(Stored data entries)

-- -- --

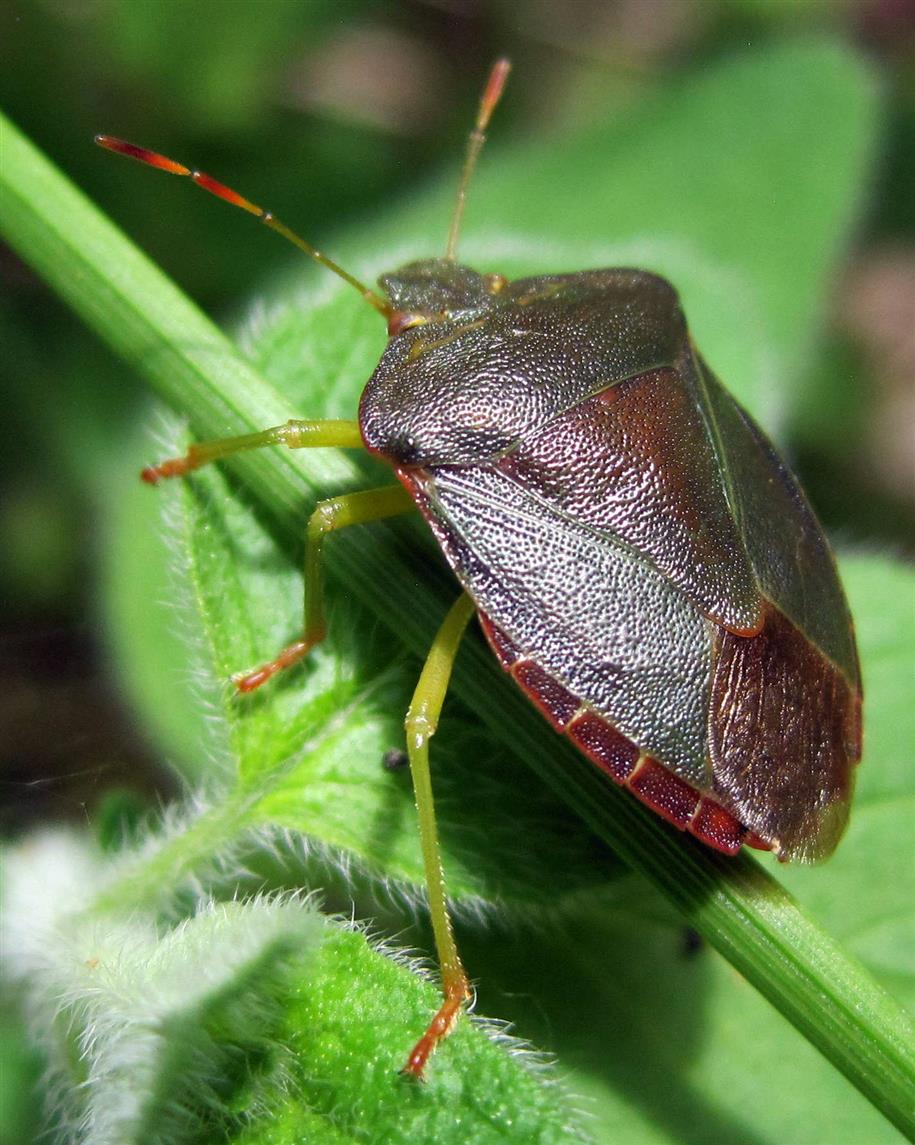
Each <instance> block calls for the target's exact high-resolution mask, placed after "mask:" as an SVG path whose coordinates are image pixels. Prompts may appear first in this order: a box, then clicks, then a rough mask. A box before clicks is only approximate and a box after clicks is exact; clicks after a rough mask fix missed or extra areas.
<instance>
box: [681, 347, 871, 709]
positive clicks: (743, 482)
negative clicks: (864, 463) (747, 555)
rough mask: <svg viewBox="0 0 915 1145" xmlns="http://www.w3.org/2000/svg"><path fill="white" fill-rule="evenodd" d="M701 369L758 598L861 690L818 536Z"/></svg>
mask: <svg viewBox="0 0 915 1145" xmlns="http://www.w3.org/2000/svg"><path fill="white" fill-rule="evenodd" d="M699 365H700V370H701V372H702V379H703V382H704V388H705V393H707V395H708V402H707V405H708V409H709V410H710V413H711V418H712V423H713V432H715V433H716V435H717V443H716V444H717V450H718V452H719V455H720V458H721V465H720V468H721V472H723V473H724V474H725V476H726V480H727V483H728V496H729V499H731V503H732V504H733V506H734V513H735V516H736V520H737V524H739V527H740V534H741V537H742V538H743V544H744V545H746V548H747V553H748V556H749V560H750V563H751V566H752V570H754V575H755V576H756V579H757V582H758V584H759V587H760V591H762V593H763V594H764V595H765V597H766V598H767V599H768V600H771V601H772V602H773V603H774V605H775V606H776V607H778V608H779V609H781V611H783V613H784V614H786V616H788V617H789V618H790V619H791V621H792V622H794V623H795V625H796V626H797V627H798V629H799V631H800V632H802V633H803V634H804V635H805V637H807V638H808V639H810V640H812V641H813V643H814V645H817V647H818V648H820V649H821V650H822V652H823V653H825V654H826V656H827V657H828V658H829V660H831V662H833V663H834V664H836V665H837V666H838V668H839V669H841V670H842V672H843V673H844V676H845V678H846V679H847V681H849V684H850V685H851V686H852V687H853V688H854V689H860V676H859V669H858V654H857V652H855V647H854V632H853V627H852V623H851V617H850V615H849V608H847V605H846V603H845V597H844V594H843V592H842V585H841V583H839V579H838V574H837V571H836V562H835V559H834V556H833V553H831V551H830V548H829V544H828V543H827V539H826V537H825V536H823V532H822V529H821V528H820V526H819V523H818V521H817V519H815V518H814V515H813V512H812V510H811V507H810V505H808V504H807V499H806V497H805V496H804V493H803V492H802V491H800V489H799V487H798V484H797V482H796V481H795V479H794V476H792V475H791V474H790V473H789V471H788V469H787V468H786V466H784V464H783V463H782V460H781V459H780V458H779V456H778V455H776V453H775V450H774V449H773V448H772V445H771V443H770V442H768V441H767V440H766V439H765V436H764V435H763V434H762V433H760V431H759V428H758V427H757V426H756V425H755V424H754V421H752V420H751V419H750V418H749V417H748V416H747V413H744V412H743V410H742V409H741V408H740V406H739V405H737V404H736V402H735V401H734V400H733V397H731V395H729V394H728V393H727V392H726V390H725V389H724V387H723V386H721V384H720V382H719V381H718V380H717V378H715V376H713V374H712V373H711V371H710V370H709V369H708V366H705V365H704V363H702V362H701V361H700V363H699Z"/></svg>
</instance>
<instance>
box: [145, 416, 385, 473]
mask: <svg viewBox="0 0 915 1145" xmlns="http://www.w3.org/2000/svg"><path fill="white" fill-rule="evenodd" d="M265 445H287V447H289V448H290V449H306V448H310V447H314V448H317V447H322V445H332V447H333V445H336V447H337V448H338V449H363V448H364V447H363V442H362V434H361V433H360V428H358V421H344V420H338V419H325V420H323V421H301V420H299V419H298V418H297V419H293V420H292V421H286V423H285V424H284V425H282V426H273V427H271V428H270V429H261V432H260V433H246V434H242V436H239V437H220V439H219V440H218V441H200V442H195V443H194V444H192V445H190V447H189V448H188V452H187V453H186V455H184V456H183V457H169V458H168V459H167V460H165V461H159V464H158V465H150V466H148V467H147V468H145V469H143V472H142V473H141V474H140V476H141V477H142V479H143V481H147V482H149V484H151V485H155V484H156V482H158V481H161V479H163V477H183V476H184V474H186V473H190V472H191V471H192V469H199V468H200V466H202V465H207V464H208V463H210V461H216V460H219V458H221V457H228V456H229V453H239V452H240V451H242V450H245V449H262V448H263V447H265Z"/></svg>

-- -- --

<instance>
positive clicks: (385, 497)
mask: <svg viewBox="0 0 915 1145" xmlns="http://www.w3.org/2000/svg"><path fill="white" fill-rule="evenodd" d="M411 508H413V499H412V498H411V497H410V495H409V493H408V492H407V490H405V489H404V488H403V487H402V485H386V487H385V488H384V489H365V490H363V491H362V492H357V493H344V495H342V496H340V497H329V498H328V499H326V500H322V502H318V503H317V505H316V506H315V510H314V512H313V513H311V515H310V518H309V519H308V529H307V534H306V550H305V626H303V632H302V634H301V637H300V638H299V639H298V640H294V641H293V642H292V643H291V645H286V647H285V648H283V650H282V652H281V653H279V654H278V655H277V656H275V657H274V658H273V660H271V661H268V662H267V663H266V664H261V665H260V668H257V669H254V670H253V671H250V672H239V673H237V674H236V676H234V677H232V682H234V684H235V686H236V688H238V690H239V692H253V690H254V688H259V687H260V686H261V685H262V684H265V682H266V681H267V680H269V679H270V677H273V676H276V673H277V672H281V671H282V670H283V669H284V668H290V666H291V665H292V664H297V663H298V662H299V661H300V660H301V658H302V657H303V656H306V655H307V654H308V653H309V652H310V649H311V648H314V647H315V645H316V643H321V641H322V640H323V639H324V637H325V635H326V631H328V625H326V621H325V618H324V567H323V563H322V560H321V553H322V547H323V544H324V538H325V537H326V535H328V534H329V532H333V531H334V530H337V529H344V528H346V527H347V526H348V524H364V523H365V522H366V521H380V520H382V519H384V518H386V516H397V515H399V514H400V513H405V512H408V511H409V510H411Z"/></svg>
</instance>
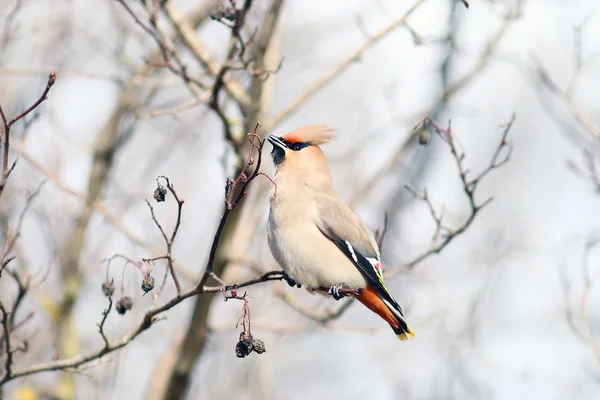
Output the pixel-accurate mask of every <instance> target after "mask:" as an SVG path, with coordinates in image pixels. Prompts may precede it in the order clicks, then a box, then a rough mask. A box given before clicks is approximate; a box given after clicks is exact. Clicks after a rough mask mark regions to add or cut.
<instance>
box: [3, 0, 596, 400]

-- -- --

WHAT YOU NEED TO DO: What is needed is an exact copy of the lines above, from the one containing "Each <instance> block" through the one containing "negative clicks: (864, 463) (747, 555)", with nothing added.

COMPLETED EXERCISE:
Each <instance> block calls for the target's exact high-resolution mask, placed after "mask:" as an SVG path whose coordinates are image pixels. Prompts may appear first in this order: a box, then clicks, then a rough mask. A box before clicks is only approximate and a box after clicks is exact; clicks after a rough mask fix missed or extra areas.
<instance>
box: [681, 347, 871, 709]
positive clicks: (743, 482)
negative clicks: (864, 463) (747, 555)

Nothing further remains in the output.